The line containing "the white pillar" and every line after it, through the last, are to be extracted exactly; no other lines belong in the answer.
>>>>
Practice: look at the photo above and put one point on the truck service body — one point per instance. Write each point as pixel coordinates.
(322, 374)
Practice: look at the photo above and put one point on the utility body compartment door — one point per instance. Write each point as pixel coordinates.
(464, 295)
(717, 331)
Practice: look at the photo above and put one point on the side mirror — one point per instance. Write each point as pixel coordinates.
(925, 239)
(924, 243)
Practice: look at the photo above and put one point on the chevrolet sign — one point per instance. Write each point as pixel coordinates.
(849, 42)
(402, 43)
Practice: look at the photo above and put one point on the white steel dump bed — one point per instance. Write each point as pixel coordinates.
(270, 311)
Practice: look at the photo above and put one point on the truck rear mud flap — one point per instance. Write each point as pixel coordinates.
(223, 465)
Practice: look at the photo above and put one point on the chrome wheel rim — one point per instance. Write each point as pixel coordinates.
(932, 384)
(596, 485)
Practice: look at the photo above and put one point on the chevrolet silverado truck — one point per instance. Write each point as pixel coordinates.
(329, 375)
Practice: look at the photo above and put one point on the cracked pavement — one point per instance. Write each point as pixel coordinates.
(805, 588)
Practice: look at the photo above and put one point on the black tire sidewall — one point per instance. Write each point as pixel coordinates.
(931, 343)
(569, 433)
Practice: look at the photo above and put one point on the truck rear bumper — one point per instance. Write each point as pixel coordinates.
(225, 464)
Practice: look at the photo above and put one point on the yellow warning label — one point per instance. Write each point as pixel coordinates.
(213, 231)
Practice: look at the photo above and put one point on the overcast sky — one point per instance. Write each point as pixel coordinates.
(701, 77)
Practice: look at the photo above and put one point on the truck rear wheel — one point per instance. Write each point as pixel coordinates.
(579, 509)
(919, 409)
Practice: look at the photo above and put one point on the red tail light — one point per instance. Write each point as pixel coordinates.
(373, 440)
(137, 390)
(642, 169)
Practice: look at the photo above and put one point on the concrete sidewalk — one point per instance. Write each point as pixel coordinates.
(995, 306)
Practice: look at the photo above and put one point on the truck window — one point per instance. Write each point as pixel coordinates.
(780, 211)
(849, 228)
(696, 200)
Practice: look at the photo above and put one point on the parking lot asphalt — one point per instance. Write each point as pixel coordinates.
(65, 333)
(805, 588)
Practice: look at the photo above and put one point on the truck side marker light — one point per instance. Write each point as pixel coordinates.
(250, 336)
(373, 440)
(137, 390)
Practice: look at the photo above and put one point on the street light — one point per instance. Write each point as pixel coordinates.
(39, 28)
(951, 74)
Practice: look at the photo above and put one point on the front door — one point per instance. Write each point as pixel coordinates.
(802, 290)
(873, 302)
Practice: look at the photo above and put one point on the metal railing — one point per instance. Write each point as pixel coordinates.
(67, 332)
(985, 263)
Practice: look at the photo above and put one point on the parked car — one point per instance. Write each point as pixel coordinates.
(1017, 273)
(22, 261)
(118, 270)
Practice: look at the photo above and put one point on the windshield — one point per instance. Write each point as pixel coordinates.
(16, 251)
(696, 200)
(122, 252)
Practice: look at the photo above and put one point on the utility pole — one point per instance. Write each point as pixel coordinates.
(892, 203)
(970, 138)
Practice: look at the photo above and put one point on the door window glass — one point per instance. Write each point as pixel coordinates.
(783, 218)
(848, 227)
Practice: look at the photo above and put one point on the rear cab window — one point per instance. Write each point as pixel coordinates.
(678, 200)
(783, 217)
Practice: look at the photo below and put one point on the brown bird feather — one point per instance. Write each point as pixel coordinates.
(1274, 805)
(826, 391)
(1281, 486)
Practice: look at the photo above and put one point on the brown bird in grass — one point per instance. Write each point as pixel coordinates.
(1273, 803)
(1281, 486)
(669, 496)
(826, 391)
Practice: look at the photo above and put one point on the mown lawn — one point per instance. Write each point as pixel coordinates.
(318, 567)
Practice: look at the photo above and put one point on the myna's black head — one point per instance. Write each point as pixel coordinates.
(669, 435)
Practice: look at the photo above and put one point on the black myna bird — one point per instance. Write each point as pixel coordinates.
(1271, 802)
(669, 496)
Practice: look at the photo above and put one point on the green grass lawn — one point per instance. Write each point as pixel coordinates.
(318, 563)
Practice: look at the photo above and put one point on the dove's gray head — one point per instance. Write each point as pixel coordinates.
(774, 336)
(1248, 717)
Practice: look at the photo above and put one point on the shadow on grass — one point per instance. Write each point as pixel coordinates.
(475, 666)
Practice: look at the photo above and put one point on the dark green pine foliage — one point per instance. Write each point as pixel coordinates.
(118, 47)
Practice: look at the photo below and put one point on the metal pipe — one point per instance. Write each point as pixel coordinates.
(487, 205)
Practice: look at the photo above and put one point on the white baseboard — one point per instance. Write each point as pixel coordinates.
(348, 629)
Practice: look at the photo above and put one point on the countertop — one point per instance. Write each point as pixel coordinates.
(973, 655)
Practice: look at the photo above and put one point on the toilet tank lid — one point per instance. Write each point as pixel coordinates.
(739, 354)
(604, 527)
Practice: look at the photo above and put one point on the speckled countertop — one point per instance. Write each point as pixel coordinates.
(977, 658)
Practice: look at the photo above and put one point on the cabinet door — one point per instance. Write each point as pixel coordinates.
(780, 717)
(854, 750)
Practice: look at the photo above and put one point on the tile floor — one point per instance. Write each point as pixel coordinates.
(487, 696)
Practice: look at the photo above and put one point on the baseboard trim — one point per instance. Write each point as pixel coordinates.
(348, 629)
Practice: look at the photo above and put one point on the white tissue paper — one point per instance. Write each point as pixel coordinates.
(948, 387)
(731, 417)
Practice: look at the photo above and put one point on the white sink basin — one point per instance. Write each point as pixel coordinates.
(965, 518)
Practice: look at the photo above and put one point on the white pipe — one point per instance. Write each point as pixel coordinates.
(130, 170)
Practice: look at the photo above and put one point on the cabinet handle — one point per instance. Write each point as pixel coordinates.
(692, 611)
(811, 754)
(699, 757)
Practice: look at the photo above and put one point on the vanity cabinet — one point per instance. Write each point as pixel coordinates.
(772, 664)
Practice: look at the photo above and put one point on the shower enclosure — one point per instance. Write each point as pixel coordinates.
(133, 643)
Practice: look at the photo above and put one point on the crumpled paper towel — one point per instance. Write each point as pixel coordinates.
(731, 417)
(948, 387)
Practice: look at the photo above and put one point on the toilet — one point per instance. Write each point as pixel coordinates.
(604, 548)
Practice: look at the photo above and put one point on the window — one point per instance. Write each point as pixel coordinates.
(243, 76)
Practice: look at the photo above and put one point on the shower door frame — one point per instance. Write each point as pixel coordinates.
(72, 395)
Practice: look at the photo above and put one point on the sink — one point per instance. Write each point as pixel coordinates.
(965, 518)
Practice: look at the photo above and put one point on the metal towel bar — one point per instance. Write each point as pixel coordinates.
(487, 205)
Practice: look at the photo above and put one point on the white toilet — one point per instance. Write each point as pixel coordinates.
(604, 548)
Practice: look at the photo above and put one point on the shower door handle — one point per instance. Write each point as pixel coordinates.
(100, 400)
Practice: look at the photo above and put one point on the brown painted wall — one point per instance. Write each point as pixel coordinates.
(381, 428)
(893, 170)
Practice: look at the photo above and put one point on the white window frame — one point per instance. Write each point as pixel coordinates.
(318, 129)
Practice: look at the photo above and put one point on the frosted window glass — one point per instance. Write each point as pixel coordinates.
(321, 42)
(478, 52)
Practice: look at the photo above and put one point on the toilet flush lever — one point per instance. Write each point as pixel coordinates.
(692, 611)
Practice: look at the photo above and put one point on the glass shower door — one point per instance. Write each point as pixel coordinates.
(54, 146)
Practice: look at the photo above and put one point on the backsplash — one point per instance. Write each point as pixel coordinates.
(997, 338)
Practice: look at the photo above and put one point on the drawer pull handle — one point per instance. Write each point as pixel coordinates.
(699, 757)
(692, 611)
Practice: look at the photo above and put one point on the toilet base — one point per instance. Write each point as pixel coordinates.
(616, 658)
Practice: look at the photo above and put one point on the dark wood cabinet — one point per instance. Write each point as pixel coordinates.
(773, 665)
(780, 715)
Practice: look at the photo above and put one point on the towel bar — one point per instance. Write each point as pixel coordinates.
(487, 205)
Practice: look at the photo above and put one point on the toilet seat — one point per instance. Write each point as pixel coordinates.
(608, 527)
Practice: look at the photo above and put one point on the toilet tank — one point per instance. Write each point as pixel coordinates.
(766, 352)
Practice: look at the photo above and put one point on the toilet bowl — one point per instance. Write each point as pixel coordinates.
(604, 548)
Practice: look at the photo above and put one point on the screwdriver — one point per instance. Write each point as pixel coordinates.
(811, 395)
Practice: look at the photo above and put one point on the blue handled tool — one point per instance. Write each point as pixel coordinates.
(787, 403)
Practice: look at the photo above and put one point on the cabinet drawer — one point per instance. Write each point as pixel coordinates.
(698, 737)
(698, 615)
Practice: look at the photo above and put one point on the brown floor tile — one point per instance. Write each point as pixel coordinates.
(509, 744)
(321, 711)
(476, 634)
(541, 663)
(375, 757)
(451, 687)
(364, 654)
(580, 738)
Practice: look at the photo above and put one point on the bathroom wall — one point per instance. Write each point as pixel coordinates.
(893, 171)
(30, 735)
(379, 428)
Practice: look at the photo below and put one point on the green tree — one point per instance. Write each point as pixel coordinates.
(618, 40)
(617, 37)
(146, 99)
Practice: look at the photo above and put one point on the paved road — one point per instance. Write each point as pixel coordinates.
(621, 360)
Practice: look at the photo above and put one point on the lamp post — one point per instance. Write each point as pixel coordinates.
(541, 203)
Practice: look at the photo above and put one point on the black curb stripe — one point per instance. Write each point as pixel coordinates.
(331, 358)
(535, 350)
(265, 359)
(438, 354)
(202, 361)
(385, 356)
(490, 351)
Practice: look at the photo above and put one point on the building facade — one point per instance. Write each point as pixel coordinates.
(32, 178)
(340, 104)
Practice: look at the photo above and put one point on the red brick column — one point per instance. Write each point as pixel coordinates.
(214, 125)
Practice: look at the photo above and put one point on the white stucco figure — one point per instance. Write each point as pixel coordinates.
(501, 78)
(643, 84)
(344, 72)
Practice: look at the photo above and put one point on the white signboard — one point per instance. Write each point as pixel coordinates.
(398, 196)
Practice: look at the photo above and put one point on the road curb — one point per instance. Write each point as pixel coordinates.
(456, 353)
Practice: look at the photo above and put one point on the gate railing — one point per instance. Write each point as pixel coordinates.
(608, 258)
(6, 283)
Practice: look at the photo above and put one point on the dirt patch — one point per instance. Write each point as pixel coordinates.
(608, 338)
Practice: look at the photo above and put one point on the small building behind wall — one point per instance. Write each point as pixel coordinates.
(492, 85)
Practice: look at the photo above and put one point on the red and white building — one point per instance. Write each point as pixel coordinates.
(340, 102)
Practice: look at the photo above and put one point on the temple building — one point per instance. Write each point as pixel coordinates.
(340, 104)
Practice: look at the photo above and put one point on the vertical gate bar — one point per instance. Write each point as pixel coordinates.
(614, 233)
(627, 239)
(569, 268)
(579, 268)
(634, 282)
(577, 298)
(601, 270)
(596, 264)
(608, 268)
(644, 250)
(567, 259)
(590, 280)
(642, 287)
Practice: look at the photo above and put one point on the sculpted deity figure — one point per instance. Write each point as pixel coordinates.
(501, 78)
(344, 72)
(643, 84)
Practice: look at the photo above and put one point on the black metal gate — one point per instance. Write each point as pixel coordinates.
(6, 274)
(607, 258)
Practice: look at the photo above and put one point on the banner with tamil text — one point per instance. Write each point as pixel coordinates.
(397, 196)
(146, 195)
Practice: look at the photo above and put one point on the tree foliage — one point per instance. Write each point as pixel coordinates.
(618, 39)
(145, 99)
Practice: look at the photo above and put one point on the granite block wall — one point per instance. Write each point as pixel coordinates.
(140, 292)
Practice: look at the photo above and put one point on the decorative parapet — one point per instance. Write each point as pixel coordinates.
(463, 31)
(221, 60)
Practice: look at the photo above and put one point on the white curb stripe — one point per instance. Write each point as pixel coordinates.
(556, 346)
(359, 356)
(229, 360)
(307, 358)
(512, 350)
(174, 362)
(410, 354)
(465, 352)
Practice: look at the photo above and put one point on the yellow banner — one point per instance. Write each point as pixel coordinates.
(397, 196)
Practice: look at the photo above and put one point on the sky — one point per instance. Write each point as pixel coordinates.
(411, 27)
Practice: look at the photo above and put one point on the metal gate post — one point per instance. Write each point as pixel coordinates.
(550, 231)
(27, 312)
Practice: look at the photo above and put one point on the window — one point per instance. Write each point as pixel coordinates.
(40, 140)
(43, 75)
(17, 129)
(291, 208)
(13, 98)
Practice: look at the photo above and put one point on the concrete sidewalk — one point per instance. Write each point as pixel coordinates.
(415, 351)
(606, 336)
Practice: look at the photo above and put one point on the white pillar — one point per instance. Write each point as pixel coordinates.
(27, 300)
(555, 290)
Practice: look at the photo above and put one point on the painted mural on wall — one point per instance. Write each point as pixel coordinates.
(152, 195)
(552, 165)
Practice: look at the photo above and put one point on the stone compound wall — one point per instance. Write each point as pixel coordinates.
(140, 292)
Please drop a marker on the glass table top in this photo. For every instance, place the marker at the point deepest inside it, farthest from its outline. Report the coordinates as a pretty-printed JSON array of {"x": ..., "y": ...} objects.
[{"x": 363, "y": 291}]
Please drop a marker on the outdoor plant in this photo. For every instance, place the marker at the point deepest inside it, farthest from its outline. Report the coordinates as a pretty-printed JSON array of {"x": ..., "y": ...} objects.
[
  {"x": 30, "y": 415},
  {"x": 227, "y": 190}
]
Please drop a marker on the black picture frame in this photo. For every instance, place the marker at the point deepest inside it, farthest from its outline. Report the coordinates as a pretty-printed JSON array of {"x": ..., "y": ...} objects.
<<<<
**EXPECTED ANSWER:**
Practice: look at the photo above and put one point on the white pillar — one point per instance. Write each point as pixel coordinates.
(27, 300)
(555, 290)
Practice: look at the photo above and put one point on the painted mural on wall — one point per instance. Write each point as pixel coordinates.
(152, 195)
(552, 165)
Practice: look at the photo above and put one point on the stone compound wall — one point per instance. Write each point as pixel coordinates.
(140, 292)
Please drop a marker on the glass table top in this photo. For every instance, place the marker at the point deepest inside it, farthest from its outline. Report the coordinates as a pretty-printed JSON array of {"x": ..., "y": ...} objects.
[{"x": 363, "y": 291}]
Please drop a marker on the outdoor plant in this photo. For every instance, place the marker at the point deepest inside it, farthest from its outline. Report the coordinates as a pretty-printed JSON array of {"x": ..., "y": ...} objects.
[
  {"x": 30, "y": 415},
  {"x": 227, "y": 190}
]
Please drop a marker on the black picture frame in this photo. For every instance, place the marker at the point deepest inside it, farthest from its outline. Report the coordinates as a pretty-printed JSON array of {"x": ..., "y": ...} objects.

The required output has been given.